▼

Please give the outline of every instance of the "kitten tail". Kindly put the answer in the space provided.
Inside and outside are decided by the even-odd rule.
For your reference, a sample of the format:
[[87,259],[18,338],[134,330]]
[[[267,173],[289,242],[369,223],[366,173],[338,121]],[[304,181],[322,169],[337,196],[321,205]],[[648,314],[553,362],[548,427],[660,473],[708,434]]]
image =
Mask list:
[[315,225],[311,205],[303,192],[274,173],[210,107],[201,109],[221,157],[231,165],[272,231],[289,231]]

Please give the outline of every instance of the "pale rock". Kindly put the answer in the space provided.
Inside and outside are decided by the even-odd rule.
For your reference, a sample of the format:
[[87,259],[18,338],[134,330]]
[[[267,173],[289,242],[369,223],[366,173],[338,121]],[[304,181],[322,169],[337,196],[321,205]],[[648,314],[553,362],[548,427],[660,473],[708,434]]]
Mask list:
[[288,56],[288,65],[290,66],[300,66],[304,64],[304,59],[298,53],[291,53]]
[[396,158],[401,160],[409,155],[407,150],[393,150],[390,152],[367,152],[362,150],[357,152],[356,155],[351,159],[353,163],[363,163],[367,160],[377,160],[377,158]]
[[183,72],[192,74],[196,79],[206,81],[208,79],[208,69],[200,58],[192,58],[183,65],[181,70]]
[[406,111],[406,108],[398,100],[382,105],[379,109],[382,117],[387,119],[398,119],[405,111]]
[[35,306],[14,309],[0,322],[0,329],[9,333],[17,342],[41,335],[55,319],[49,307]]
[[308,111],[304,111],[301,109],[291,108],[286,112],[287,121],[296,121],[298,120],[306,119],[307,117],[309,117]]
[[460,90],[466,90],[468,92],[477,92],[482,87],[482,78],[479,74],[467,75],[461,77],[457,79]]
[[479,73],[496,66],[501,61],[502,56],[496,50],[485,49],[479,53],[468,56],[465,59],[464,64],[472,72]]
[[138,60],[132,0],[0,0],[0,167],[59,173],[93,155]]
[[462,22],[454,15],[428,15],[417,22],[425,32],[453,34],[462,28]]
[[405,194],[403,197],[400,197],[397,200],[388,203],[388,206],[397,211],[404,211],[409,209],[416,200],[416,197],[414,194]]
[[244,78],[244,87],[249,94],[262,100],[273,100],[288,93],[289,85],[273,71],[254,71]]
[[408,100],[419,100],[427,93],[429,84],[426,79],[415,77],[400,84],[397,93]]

▲

Extract every line of the records that contains the word "instance", and copy each such line in full.

Please give the outline of every instance of the "kitten tail". Kindly put the answer in the space provided.
Please give the outline of every instance of the "pale rock". Kindly put the answer in the space provided.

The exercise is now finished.